### Problem statement:
Reproduce, word for word, the records below from the line containing "hind leg in this photo." up to and including the line containing "(1025, 659)".
+ + +
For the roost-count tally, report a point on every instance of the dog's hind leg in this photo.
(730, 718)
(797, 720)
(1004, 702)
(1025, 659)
+ + +
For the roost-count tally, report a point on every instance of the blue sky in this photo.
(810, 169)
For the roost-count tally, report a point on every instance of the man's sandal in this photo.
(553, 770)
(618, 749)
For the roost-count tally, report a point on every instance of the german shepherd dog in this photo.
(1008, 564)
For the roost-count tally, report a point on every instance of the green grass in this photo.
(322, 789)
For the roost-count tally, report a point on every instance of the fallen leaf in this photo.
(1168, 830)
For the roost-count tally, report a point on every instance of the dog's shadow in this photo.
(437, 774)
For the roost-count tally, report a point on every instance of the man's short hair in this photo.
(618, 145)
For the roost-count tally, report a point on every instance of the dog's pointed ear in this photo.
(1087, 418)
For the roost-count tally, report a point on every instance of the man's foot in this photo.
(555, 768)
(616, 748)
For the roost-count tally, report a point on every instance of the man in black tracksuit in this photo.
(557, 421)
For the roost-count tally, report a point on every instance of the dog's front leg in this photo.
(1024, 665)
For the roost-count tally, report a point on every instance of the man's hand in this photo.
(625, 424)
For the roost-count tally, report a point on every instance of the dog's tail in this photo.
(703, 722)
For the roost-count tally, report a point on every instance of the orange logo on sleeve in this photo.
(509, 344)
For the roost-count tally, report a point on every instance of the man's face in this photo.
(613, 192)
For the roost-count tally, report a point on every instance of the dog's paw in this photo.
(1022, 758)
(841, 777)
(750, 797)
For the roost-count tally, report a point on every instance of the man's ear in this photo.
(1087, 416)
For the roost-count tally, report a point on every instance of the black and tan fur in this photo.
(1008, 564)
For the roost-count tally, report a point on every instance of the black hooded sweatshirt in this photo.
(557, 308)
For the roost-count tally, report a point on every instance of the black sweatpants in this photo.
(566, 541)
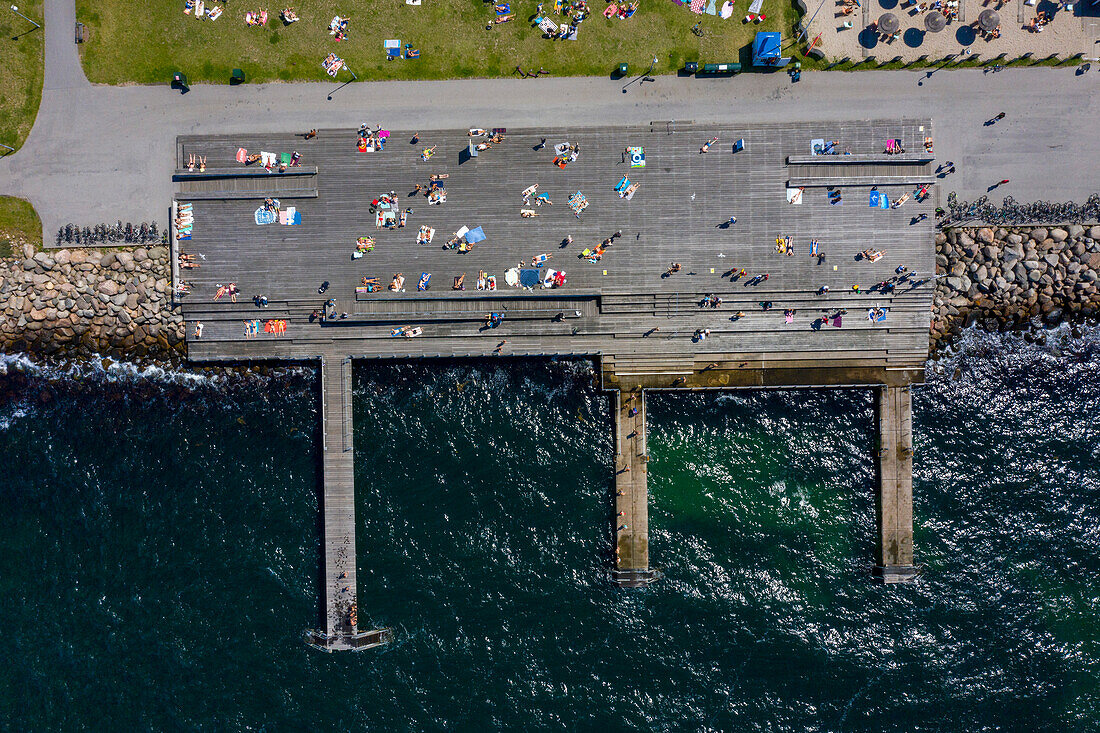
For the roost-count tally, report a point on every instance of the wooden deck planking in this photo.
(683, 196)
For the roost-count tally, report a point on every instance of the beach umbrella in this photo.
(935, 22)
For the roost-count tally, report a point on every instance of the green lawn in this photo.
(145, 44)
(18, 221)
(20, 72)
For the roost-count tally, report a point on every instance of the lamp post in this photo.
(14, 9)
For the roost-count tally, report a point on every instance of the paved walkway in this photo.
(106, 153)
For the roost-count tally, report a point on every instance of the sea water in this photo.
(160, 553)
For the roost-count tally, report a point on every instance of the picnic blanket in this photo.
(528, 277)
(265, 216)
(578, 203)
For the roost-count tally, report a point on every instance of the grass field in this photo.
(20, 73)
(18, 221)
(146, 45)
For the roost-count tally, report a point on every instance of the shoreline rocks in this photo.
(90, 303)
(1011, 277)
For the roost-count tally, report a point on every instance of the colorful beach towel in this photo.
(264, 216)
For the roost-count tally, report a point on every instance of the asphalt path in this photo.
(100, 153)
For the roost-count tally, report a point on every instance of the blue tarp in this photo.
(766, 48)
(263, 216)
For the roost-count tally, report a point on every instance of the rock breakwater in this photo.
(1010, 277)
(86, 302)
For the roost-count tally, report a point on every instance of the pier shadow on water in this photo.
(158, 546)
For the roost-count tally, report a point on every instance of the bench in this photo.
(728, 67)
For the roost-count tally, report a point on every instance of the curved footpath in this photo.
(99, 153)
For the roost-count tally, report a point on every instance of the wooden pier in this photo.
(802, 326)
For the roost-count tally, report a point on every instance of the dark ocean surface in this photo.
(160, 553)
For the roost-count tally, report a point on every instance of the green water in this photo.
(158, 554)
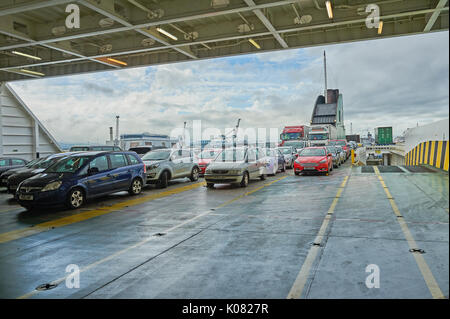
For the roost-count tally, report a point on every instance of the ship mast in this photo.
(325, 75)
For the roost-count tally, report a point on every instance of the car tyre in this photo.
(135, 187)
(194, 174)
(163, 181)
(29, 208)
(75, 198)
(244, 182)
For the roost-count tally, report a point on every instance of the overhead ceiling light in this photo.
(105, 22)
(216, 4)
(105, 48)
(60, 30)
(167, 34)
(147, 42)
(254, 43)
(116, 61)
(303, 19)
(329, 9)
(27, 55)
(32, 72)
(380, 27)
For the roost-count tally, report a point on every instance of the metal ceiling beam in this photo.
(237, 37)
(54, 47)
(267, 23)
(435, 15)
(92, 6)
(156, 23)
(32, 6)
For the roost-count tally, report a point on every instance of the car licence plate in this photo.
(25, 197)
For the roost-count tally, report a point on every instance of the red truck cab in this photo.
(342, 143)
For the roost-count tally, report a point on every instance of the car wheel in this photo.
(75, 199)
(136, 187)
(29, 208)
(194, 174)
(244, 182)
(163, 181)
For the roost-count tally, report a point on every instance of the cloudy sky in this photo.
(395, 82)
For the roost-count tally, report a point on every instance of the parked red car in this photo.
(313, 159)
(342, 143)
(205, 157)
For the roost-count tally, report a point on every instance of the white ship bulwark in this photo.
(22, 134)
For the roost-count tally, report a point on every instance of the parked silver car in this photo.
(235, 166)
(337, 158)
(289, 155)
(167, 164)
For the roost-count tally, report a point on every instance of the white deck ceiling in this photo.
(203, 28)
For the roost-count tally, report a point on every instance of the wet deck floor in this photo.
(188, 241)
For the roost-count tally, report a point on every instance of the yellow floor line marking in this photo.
+ + +
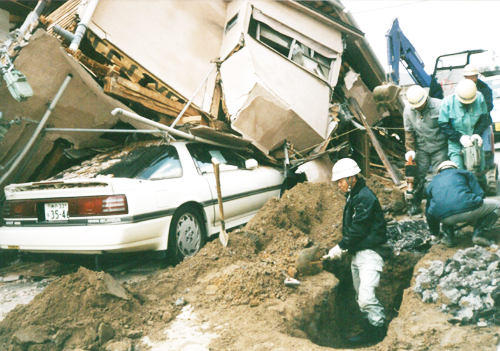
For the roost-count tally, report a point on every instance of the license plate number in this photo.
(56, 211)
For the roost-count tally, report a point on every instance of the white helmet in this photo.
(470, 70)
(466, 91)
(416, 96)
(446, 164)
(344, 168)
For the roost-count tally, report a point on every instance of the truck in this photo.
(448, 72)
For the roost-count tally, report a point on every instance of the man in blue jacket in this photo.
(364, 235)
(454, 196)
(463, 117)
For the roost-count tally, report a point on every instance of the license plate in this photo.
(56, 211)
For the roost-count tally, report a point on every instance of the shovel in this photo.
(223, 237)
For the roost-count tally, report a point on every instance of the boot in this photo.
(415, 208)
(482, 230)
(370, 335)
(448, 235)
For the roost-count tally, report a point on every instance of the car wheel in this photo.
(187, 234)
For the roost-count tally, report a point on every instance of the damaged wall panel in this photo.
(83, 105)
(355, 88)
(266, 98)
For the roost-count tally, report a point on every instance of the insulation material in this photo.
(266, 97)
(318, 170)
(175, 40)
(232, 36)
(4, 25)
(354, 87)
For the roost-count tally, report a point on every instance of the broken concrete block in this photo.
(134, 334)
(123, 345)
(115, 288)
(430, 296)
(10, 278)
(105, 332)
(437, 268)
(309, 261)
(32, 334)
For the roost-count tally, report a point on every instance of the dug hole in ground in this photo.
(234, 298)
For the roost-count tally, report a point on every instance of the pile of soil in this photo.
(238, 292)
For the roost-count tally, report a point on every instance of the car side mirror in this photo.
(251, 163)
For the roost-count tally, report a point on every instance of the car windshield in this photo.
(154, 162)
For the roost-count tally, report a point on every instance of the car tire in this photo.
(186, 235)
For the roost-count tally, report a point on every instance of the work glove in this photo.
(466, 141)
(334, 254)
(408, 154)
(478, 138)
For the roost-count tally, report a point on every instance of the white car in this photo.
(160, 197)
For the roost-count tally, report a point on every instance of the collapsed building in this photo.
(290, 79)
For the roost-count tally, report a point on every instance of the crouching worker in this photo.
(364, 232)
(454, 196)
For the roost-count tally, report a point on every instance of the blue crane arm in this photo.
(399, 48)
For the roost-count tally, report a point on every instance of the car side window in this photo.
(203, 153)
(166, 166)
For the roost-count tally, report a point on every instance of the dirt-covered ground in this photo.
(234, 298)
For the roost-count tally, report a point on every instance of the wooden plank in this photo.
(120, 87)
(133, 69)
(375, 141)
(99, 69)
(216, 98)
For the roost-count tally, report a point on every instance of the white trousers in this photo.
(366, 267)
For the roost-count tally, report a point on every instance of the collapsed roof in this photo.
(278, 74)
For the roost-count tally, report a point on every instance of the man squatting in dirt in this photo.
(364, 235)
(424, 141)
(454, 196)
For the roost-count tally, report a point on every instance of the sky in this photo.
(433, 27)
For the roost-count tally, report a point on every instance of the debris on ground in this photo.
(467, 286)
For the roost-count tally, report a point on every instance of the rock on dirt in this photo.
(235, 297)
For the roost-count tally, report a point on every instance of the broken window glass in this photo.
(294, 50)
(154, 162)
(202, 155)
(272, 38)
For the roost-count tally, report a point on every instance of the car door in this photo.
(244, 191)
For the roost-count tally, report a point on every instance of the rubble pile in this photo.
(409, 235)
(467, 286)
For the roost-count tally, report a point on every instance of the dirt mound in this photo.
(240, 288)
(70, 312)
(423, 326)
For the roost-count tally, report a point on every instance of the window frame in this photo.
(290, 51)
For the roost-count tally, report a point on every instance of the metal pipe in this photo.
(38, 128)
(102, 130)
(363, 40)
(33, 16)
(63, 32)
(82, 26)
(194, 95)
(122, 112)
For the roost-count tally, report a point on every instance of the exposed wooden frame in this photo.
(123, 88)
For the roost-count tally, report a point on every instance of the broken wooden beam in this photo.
+ + +
### Task result:
For the roost-count tally, report a point on every instance of the dog's hind leg in this photo.
(730, 718)
(797, 720)
(1004, 702)
(1025, 659)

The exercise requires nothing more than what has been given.